■ **Requirement**
Return each line of the data below verbatim; pictures are to be left out.

START Records to use

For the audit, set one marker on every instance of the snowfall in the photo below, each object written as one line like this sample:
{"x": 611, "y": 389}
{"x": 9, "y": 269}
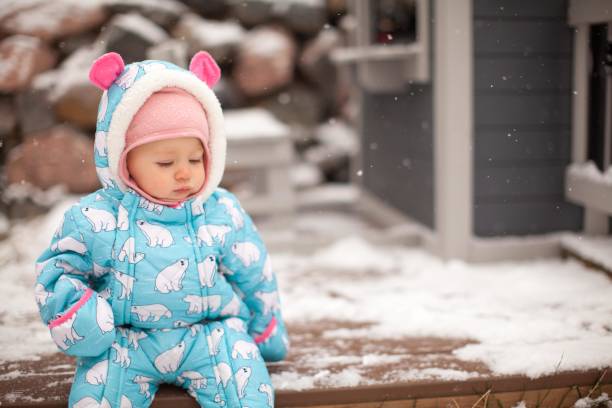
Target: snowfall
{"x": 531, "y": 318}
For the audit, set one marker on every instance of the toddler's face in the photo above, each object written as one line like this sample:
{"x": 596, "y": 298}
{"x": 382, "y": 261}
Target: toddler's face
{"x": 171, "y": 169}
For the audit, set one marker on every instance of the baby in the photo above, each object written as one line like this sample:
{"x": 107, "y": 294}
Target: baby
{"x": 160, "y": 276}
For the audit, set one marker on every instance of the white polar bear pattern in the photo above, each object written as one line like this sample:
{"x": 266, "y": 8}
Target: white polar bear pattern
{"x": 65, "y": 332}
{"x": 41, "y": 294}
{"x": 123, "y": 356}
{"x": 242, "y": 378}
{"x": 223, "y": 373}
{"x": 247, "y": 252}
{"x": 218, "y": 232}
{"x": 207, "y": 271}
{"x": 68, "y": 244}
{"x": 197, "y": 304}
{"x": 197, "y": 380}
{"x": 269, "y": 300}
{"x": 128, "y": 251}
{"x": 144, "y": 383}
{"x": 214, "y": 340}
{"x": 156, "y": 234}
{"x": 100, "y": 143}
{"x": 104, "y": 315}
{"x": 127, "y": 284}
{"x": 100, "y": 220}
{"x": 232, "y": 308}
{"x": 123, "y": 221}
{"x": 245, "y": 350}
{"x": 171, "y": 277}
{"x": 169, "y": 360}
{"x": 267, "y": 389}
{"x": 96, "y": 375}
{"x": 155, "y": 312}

END Records to use

■ **Answer space**
For the audit, set one marker on every instance of the snowfall in the photo below, each object written as one line like this sample:
{"x": 611, "y": 389}
{"x": 9, "y": 269}
Target: snowfall
{"x": 531, "y": 318}
For the audit, set one marker on every instance of the toddler's face in the photo above, each object written as one line like this sample:
{"x": 596, "y": 298}
{"x": 382, "y": 261}
Target: toddler's face
{"x": 171, "y": 169}
For the audit, set one marker on every instance of the baby in the photo above, each object written as one line like this sample:
{"x": 107, "y": 294}
Target: baby
{"x": 160, "y": 276}
For the audit, set one marker on every instance of the white polar bear pattern in the photo above, each object written as one line like this sample:
{"x": 266, "y": 8}
Target: white polar bear pattern
{"x": 65, "y": 332}
{"x": 41, "y": 294}
{"x": 123, "y": 356}
{"x": 242, "y": 378}
{"x": 223, "y": 373}
{"x": 247, "y": 252}
{"x": 218, "y": 232}
{"x": 207, "y": 271}
{"x": 68, "y": 244}
{"x": 197, "y": 304}
{"x": 197, "y": 380}
{"x": 269, "y": 300}
{"x": 128, "y": 251}
{"x": 144, "y": 383}
{"x": 214, "y": 340}
{"x": 156, "y": 234}
{"x": 100, "y": 143}
{"x": 104, "y": 315}
{"x": 127, "y": 284}
{"x": 100, "y": 220}
{"x": 232, "y": 308}
{"x": 123, "y": 221}
{"x": 245, "y": 350}
{"x": 171, "y": 277}
{"x": 169, "y": 360}
{"x": 267, "y": 389}
{"x": 96, "y": 375}
{"x": 155, "y": 312}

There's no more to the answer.